(Work to be completed) Extract every line of the material below that contains the word "water".

[Dataset rows]
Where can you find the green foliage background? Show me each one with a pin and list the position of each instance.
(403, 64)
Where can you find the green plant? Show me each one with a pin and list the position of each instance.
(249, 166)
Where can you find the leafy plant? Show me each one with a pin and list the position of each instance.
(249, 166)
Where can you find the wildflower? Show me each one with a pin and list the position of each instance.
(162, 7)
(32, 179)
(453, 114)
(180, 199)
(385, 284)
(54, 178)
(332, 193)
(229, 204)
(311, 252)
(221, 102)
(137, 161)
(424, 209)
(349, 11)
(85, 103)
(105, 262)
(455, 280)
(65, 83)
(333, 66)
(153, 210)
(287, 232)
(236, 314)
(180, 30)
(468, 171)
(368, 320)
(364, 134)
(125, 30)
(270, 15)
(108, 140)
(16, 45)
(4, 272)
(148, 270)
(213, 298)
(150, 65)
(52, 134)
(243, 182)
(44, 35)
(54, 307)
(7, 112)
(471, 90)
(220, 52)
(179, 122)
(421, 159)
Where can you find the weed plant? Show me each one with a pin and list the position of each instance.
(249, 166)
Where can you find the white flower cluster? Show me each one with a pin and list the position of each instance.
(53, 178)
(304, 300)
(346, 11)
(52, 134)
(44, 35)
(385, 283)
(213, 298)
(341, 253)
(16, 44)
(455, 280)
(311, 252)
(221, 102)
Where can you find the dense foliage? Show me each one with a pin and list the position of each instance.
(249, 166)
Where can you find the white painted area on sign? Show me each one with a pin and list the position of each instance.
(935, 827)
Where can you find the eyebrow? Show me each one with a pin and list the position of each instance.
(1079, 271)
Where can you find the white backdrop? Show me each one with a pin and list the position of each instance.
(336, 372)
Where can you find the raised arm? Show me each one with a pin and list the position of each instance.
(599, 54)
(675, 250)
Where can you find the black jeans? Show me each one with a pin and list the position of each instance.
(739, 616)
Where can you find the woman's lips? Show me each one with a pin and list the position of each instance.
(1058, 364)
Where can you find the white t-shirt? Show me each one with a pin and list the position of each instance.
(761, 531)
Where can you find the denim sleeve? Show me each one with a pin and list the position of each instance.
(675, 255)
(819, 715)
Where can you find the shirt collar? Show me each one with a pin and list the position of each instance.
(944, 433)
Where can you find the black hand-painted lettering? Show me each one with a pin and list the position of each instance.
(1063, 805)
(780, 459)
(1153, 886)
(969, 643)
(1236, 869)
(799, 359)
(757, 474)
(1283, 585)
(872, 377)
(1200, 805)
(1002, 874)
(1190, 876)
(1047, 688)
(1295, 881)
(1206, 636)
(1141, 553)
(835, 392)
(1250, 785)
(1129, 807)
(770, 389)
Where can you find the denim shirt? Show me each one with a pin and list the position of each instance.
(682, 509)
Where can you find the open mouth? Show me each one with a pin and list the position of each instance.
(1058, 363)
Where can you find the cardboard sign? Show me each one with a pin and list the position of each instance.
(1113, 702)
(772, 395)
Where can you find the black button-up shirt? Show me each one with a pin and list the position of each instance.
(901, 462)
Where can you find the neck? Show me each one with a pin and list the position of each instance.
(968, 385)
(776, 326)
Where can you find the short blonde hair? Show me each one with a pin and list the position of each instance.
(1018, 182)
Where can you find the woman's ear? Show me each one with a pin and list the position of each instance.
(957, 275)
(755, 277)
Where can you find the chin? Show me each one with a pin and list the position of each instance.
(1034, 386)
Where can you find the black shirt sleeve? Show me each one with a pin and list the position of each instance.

...

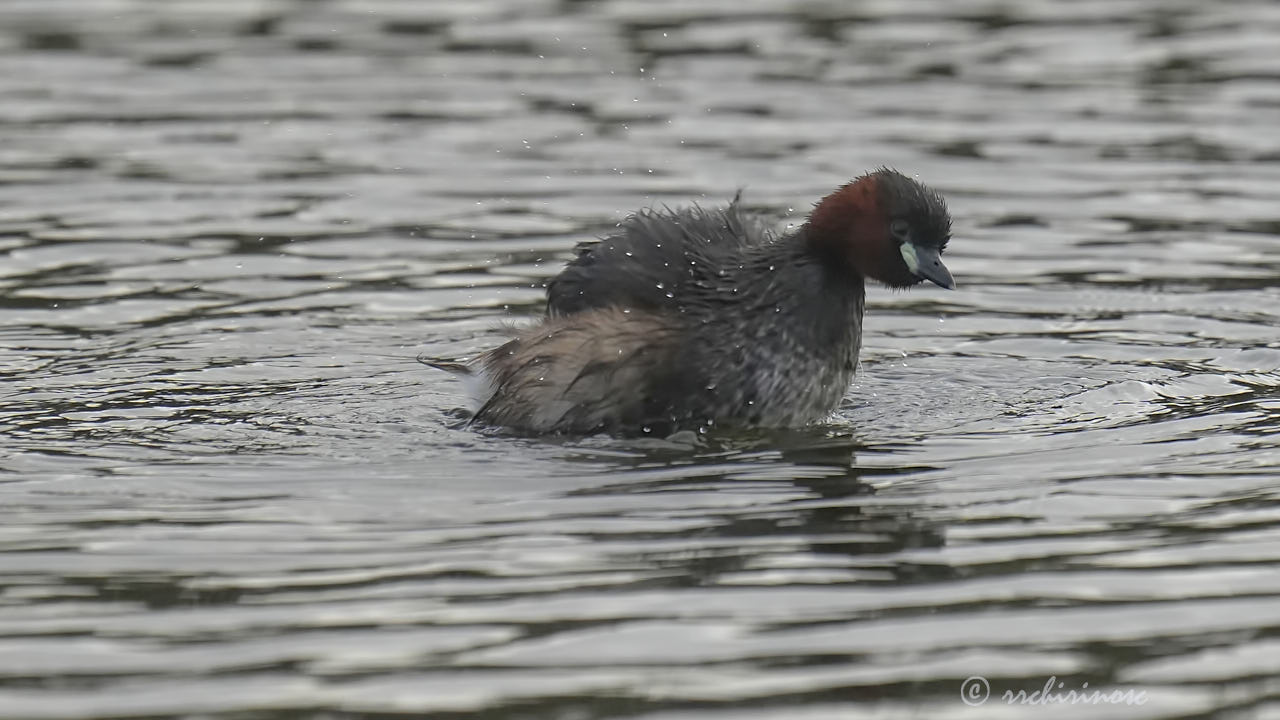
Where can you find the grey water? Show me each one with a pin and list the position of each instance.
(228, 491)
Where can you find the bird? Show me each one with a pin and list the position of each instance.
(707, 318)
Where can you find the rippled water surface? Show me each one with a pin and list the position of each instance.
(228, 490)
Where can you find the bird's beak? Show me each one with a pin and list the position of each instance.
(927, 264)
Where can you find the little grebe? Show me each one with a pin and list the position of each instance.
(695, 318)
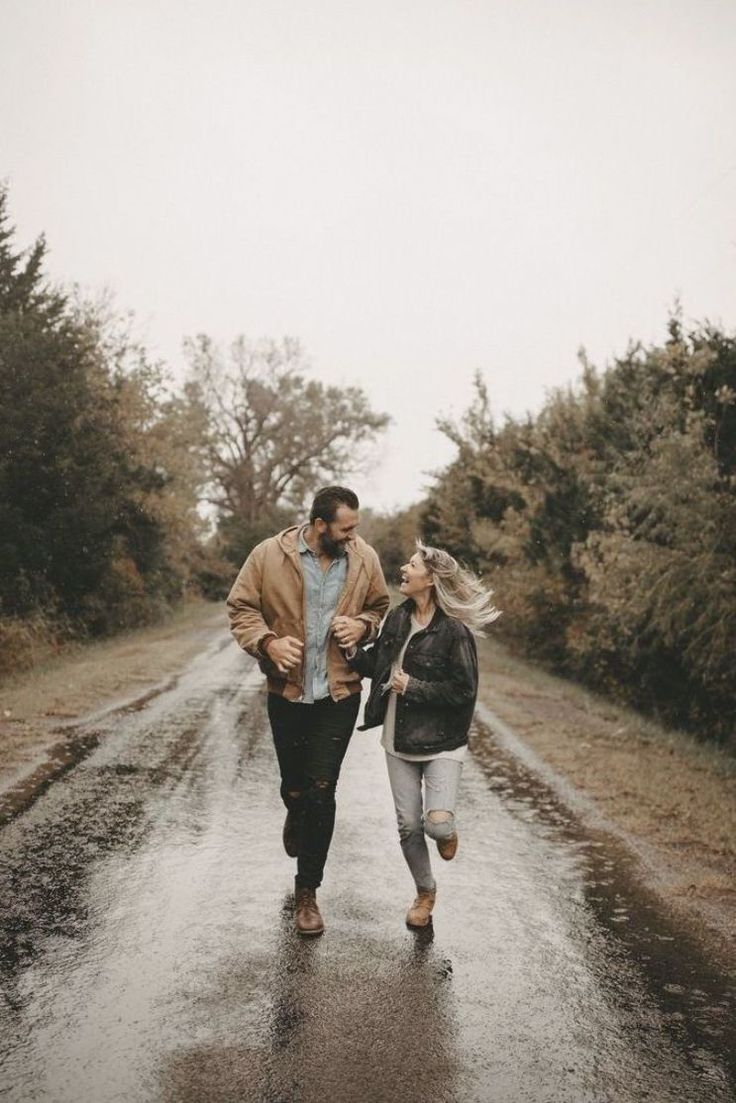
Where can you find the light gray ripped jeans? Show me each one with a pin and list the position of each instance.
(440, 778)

* * *

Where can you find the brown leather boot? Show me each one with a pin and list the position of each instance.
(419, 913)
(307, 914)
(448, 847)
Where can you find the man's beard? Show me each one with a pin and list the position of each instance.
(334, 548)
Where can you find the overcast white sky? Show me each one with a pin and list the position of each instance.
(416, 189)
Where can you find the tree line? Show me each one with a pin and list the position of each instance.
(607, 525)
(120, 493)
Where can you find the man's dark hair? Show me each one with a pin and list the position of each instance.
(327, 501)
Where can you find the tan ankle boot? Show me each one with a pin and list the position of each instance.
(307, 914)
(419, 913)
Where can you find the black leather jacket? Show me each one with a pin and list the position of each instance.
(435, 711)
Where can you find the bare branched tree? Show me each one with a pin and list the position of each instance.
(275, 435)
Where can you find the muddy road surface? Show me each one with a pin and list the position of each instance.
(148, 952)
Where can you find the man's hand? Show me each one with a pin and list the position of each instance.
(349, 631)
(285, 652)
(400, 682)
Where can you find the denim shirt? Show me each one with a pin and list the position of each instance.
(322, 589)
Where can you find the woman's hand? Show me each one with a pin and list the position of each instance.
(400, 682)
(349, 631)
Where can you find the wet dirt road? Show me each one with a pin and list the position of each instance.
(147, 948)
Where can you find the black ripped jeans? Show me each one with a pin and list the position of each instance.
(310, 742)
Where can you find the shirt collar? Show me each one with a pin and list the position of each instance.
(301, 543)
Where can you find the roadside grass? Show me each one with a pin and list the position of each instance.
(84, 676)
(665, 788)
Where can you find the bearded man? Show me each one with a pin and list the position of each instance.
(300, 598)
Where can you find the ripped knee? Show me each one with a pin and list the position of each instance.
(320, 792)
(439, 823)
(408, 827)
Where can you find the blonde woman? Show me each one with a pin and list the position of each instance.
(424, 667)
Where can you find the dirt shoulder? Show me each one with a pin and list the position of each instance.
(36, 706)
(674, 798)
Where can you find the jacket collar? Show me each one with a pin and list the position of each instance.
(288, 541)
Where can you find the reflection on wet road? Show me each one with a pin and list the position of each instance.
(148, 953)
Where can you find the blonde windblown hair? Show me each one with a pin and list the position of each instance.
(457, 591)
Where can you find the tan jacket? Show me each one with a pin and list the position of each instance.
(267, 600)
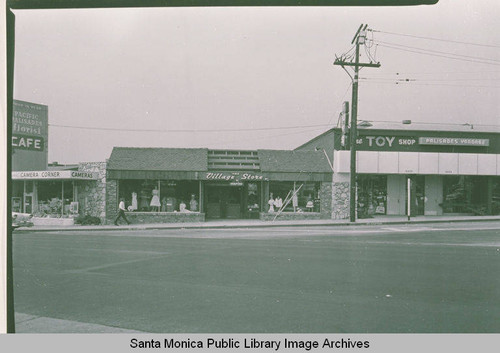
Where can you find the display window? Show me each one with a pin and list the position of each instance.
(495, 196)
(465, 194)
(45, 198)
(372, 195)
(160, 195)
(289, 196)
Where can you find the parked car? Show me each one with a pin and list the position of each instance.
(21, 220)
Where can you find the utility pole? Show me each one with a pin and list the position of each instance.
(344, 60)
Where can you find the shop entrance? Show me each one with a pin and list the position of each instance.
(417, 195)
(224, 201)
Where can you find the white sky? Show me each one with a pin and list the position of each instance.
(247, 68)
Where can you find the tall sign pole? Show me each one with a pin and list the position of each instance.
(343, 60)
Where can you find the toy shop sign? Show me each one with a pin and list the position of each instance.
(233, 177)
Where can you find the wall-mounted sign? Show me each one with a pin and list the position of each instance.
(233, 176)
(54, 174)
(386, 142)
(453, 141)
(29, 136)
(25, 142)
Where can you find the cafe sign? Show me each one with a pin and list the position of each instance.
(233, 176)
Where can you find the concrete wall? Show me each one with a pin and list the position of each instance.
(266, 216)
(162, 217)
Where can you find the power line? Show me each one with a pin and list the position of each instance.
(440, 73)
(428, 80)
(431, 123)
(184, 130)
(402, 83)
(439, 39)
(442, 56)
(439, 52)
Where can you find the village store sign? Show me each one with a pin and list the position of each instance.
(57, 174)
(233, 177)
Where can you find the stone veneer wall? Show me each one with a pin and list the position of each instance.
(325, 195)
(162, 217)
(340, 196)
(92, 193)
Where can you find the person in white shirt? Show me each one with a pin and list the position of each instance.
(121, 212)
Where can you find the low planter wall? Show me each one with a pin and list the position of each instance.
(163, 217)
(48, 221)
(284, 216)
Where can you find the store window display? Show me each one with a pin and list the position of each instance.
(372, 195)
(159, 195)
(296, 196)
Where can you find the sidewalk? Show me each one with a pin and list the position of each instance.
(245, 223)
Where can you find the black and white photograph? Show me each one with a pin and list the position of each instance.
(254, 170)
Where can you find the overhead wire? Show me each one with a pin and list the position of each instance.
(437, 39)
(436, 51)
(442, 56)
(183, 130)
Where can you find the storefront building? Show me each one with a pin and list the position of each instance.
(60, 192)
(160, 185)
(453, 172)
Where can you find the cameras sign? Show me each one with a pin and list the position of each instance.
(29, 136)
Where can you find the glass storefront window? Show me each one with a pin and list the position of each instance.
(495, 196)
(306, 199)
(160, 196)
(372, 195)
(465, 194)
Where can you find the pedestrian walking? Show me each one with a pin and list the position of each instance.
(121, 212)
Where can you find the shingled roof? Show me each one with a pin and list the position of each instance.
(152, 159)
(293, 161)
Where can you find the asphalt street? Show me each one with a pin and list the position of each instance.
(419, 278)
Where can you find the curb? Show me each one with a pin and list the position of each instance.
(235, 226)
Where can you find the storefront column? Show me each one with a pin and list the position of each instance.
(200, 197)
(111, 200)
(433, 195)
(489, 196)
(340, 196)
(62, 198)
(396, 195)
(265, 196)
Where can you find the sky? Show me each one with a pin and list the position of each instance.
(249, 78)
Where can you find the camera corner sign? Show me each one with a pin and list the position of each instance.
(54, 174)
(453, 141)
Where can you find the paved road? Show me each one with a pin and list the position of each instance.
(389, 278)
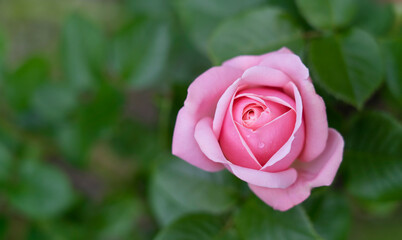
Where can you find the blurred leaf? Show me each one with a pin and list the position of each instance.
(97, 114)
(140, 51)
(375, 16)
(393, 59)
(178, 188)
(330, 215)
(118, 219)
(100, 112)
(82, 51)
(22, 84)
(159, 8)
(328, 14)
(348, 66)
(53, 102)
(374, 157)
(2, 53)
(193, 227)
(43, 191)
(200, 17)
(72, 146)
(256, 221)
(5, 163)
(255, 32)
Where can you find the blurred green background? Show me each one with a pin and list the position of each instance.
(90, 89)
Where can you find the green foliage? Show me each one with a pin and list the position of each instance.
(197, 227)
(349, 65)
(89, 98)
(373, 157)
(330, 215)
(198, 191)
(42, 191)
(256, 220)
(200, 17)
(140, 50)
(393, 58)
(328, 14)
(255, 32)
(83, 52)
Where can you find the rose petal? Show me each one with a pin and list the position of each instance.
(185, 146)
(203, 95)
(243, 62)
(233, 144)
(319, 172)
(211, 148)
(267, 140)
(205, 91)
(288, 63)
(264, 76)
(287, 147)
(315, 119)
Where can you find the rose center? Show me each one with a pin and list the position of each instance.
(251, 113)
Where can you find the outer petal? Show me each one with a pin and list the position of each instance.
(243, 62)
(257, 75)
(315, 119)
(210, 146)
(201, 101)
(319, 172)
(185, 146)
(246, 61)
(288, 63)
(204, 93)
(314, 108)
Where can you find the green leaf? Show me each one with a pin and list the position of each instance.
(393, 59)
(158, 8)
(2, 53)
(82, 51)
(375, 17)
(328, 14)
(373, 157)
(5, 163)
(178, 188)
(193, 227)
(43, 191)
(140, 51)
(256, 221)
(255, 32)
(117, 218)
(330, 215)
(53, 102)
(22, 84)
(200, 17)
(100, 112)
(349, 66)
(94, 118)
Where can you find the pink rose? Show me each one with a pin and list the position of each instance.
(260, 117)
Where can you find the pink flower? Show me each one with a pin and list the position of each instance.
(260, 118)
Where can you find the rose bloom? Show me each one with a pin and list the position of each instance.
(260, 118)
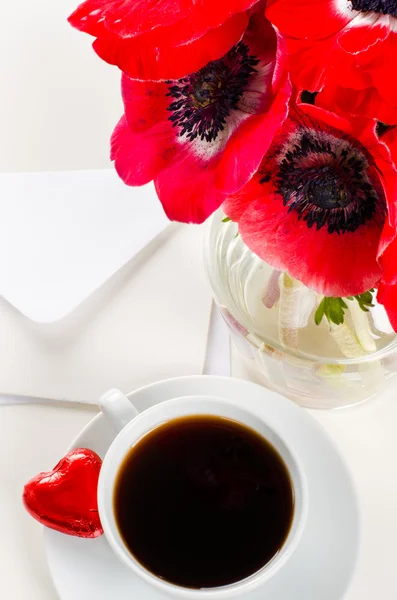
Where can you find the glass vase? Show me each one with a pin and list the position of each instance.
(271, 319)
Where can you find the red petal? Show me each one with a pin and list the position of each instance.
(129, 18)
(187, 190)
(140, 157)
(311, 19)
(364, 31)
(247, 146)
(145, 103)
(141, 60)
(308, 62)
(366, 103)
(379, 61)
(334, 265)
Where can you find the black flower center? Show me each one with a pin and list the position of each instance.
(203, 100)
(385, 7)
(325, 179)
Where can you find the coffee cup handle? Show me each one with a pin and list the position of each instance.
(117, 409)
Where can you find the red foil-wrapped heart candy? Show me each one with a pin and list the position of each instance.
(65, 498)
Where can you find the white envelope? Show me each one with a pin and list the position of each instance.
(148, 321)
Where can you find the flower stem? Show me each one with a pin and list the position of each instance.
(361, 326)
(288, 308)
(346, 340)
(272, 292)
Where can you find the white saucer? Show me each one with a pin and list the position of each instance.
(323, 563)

(Correct result)
Where can you find the grey water? Show me each one with a pin and list the position of each instance.
Where can you find the rippled water surface? Show me each one with a pin and list the position of each instance.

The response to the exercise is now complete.